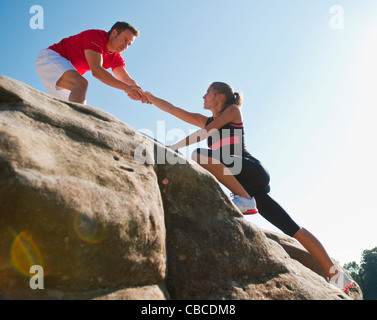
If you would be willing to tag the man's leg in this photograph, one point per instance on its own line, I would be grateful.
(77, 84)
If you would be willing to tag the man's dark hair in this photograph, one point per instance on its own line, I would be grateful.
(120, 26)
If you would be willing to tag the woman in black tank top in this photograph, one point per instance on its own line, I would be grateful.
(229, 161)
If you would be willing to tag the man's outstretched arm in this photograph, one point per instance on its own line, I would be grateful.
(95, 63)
...
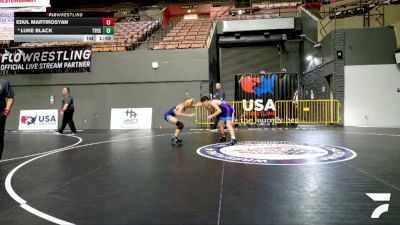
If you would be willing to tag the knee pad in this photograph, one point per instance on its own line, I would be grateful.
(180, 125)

*Problem*. Please gather and copy out every line of the records that contains the word "this", treating uppercase and lowercase as different.

*Result*.
If you would be willing to tag the man's leg in this photograph, one point per instance on its own line, I would be grateful.
If you would be willing to tag the man's dark hair in this photograph, one point per instance on its own line, I would be grateful.
If you would be willing to tag the woman in black tank top in this photograph, one point per instance on its own line, I would be grateful.
If you would be willing to tag the man's outstretched arm in this photograph, one point per instance on its own line, I would be grateful.
If you would be willing to tag the knee pad in this photograph, one point per instance on its own line, I would be grateful.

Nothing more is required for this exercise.